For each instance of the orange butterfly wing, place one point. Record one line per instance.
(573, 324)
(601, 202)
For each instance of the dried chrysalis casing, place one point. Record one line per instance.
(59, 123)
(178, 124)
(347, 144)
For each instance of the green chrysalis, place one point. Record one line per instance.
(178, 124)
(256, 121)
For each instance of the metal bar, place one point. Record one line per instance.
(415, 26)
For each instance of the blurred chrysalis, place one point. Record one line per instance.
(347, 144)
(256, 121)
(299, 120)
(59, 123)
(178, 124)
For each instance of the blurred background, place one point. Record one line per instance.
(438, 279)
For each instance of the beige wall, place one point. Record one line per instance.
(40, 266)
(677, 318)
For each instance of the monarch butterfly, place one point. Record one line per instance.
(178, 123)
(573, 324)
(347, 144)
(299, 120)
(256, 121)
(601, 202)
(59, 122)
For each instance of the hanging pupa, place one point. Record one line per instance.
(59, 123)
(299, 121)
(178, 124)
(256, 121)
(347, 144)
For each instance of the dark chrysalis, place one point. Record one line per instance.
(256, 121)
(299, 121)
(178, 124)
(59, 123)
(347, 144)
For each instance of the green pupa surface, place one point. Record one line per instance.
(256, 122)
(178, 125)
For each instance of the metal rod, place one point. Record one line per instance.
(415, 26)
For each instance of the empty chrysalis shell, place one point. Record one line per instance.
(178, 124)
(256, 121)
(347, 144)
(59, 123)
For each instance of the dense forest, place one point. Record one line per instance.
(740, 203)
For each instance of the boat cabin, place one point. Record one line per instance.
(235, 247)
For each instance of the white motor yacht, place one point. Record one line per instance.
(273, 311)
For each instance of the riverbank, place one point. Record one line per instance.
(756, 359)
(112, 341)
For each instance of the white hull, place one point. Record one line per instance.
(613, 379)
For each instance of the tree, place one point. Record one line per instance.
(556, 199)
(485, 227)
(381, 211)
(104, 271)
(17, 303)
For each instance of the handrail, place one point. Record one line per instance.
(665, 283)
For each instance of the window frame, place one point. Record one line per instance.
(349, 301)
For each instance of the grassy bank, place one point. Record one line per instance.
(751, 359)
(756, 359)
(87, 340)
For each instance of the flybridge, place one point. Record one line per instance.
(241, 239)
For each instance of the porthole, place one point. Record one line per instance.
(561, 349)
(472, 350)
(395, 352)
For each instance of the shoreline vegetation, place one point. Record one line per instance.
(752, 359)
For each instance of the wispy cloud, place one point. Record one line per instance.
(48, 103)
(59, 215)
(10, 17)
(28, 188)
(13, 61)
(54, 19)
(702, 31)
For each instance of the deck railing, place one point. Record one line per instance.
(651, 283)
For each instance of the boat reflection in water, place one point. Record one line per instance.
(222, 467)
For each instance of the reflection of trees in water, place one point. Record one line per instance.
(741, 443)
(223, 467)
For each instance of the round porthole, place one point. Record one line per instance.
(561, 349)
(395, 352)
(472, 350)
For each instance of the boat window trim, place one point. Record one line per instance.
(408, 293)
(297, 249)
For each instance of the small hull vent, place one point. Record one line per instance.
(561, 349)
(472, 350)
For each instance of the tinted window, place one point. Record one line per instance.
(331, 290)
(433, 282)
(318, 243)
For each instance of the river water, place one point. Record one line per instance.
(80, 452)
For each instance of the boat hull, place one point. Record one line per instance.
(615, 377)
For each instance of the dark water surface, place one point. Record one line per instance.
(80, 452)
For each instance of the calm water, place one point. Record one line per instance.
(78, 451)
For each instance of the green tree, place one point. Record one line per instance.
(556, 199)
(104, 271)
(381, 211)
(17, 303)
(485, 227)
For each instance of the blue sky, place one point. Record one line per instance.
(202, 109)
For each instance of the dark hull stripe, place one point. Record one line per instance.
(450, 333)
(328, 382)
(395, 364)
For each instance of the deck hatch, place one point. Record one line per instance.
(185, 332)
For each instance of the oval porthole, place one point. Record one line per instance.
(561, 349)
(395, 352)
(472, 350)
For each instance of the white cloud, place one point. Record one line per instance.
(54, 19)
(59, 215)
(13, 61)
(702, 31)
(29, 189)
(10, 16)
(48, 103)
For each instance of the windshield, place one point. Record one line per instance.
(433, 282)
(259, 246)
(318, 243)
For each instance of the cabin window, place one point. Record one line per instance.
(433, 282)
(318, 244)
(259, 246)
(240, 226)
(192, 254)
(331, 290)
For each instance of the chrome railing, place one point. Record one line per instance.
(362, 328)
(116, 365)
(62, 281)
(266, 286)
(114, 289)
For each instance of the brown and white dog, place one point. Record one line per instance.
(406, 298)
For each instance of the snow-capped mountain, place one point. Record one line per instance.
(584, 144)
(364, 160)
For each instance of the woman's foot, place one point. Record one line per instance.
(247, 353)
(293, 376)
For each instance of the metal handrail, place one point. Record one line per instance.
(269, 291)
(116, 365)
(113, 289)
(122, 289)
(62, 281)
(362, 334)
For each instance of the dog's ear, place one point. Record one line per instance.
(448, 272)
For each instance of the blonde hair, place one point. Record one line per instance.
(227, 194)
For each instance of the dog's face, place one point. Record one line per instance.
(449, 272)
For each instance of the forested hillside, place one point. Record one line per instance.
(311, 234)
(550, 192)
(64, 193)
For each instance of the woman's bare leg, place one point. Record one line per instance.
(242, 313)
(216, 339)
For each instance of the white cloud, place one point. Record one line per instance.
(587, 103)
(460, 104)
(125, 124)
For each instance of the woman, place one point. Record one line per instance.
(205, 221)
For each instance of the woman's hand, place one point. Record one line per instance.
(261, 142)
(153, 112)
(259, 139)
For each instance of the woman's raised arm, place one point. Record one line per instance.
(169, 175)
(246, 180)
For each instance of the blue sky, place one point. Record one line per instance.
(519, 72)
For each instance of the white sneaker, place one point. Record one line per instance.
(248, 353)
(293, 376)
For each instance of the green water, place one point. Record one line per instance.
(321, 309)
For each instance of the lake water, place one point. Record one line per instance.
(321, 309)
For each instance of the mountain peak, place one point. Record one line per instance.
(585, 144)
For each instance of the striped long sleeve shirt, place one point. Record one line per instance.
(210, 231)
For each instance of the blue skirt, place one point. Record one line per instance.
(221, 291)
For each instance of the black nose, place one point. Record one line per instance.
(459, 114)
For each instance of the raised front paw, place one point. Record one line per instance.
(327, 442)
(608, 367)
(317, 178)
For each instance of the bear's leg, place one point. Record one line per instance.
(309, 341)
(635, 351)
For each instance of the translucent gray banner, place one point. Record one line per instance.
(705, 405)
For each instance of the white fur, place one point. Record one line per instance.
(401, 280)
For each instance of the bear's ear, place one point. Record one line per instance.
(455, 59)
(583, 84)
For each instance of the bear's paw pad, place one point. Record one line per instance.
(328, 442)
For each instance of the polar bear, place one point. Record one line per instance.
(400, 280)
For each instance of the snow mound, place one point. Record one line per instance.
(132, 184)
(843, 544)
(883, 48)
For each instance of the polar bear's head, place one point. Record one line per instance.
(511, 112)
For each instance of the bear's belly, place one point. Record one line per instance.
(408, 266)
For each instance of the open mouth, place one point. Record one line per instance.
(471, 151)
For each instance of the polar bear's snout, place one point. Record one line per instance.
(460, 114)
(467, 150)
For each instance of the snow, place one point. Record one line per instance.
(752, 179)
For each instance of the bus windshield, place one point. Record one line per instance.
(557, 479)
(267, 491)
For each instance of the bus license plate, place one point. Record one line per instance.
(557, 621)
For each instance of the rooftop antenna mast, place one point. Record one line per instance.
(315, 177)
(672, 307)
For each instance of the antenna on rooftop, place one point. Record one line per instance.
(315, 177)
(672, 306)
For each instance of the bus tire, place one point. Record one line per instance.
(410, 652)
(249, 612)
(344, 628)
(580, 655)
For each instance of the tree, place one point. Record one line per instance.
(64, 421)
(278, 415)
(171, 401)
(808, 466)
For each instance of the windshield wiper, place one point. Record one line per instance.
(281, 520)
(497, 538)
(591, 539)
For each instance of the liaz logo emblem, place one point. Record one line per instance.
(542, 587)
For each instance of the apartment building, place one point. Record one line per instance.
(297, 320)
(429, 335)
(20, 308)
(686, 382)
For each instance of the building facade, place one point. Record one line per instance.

• **INSTRUCTIONS FOR THE TASK**
Reproduce only the lines from the line containing "For each instance of the windshield wiper, place" to the last line of the material above, both of those lines included.

• **ANSWER**
For each instance of the windshield wiper, place one point. Record one line per instance.
(281, 520)
(497, 538)
(591, 539)
For each instance of the liaz logo emblem, place one point. Record one line per instance.
(542, 587)
For each instance of the apartment building, place one point. Record one line per instance.
(297, 320)
(429, 335)
(20, 308)
(686, 382)
For each instance of the building facade, place one point. Record one line per instance.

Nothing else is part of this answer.